Poursuivez, s'il vous plaît, la chronique du journal du coronavirus reproduite ci-dessous, avant les données, à partir de sa dernière phrase.

TEXTE EXTRAIT
^^^^^^^^^^^^^^^^

Barcelone et moi

Le journal du coronavirus – épisode 19

Sale temps pour les prophètes.
 
 
La chose est passée assez inaperçue. Pourtant, elle marque peut-être un tournant dans l'histoire de l’humanité. Oui, je sais bien que des mots comme « historiques » ou « exceptionnels » ont été galvaudés un peu plus à chaque nouveau but de Lionel Messi. Pourtant, ces termes sont légitimes à l'heure où les stars du football ne sont pas les seules à briller par leur absence... Où sont donc passés les prophètes de l'apocalypse ? Comment ne profitent-ils pas de cette crise sanitaire mondialisée ? Une pandémie pour un prédicateur, c'est comme un penalty sans gardien de but pour Cristiano Ronaldo (désolé, les sponsors m’obligeaient à citer les deux joueurs). Bref : c'est une occasion immanquable. Un virus qui parcourt la planète de Wuhan à New-York en passant par Milan et les bordels de la Junquera, c'est du pain béni pour les marchands de moraline, les fous de Dieu et les vengeurs monothéistes !
On l’avait bien vu avec le sida : « punition divine », « châtiment purificateur », « condamnation céleste du péché »... La calotte sous toutes ses formes s'était déchaînée avec l'avidité massacrante (et suspecte) d'un puritain sur un magazine porno.
Avec l'épidémie de Covid-19, quelques opportunistes ont bien tenté leur chance, mais manque de bol, le virus saute sans partage sur les curés, rabbins et imams comme sur l'athée ou l'agnostique. D’autant que dans le secteur du sectarisme, la moyenne d'âge élevée des professionnels est plus propice à la contamination. Les processions chrétiennes, le pélerinage à la Mecque et les célébrations de la Pâque juive ont été soumis aux règles du confinement, pour cause de crise sanitaire. Dieu a obéi à la prescription médicale.
 
(Le dimanche des Rameaux - 5/04/2020)
 
J'ai toujours pensé que Arturo San Agustin avait profité de son nom comme d’un sésame pour s’ouvrir les portes du Vatican, où il fréquente jusqu'au Pape. L'écrivain-journaliste est aussi à l'aise parmi la Curie qu'à la table du restaurant Casa Leopoldo, référence gastronomique, taurine et littéraire du quartier du Raval. À Barcelone comme à Rome, il promène toujours ce même regard ironique et curieux, conscient que les questions sont souvent plus intéressantes que les réponses. Surtout quand il n'y a pas de réponse.

^^^^^^^^^^^^^^^^

EXTRAITS DE DONNÉES
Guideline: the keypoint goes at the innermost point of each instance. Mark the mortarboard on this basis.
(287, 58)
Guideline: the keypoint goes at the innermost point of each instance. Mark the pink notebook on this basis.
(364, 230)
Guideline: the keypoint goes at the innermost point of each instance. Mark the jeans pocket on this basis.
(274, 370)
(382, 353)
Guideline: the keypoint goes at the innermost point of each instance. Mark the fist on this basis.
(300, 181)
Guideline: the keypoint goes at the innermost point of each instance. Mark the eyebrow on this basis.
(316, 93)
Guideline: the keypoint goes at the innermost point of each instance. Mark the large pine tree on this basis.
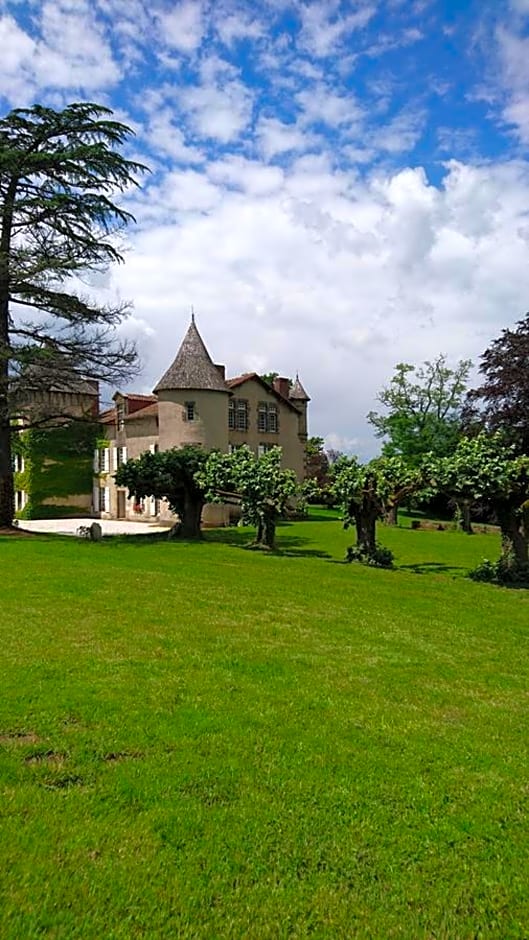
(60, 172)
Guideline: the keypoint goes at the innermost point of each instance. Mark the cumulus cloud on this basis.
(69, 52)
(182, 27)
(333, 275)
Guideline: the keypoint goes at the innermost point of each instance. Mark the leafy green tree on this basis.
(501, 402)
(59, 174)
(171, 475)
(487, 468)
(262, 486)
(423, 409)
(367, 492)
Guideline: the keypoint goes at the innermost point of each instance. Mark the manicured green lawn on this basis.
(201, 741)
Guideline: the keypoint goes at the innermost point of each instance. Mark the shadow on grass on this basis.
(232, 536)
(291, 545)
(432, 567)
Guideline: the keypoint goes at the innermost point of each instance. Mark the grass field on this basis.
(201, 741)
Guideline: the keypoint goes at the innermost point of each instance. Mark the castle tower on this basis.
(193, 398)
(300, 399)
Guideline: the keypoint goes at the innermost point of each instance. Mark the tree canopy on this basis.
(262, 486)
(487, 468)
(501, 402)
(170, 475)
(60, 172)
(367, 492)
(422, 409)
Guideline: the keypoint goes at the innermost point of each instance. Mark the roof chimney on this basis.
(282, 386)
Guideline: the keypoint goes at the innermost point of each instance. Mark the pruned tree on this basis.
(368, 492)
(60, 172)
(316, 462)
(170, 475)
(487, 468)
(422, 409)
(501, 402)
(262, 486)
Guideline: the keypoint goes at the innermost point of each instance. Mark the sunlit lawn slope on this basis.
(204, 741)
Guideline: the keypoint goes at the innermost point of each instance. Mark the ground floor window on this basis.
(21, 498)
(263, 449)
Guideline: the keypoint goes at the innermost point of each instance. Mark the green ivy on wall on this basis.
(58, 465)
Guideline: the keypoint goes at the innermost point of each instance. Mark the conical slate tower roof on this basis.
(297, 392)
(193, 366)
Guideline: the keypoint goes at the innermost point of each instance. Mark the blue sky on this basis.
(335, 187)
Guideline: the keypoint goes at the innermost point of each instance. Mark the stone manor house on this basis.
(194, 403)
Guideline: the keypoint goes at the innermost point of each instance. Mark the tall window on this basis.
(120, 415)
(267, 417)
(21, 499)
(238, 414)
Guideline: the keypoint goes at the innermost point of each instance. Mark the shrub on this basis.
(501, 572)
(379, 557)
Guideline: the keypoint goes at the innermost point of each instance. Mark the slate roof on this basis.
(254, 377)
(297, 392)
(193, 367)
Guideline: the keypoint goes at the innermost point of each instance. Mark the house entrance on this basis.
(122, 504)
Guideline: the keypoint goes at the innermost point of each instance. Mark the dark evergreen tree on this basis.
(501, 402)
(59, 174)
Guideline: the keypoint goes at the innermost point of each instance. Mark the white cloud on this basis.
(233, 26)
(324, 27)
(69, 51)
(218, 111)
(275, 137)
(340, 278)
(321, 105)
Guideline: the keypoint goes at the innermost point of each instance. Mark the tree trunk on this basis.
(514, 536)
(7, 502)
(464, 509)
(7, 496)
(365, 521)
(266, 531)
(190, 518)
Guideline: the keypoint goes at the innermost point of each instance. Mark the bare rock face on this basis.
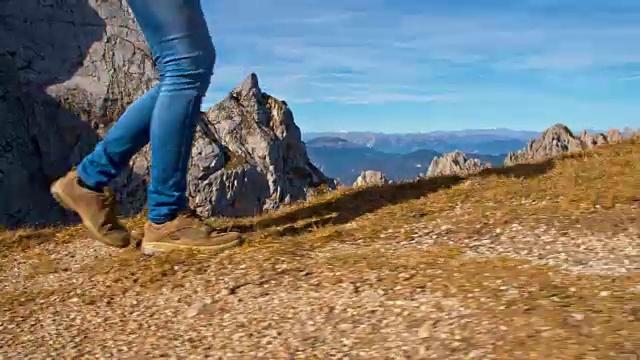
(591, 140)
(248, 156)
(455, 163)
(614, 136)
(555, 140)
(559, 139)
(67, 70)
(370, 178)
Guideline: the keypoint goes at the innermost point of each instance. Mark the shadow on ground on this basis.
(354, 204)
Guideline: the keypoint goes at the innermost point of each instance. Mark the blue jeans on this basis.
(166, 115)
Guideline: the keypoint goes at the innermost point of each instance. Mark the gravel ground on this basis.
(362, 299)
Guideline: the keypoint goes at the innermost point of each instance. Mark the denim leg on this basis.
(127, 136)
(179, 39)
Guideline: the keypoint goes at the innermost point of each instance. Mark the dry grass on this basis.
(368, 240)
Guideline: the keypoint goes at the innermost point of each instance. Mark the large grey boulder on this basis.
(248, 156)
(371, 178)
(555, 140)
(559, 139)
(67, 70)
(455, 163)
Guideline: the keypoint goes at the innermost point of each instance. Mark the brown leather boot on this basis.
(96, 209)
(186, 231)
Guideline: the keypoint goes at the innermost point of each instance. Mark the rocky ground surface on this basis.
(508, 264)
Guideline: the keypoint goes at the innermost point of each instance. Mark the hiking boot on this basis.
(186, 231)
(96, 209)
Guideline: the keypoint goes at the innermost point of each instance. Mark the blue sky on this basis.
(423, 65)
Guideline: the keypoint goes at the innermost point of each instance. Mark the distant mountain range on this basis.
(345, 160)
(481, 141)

^^^^^^^^^^^^^^^^

ZONE DE RÉPONSE
Dans les couloirs du Vatican, Arturo s'est amusé à demander à ses amis Cardinaux s'il pouvaient imaginer « un robot ayant la foi » :
- Pour la première fois, ces personnes cultivées ne savaient pas répondre à ma question. Ça m'a surpris, et ça m'a donné l'idée d'un roman futuriste.
Dans sa dystopie (1), Arturo imagine un nouveau type de combat religieux impliquant deux robots croyants fanatisés : l'un fabriqué en Chine, et l'autre aux États-Unis. Avec la science au cœur des religions ; la science comme religion. C'est à la fois drôle, inquiétant, métaphorique, et un brin prémonitoire.
Car si les prédicateurs divins ont été inaudibles au cours de cette crise du Covid-19, c'est parce que la science a imposé ses règles, ses pratiques et ses dogmes : d'un côté la vérité scientifique, de l'autre les hérétiques (au bûcher, les pseudo-sciences!). La science avec ses anathèmes aussi (« alors tu penses que la terre est plate et qu'on peut guérir du virus en buvant de la javel !»).
Mais à la différence avec les prêcheurs d’apocalypse, les adorateurs de la Science nous annoncent un futur « sur terre » idyllique, sain et délivré de toute maladie. À condition de respecter bien sûr son catéchisme hygiéniste, les gestes barrières, les règles de confinement et les distances de sécurité.
Et peut-être même qu'on ne mourra plus ! Sauf d'ennui.
 
 
(1) Arturo San Agustin : « El robot que cree en Dios » (Ed. ED Libros)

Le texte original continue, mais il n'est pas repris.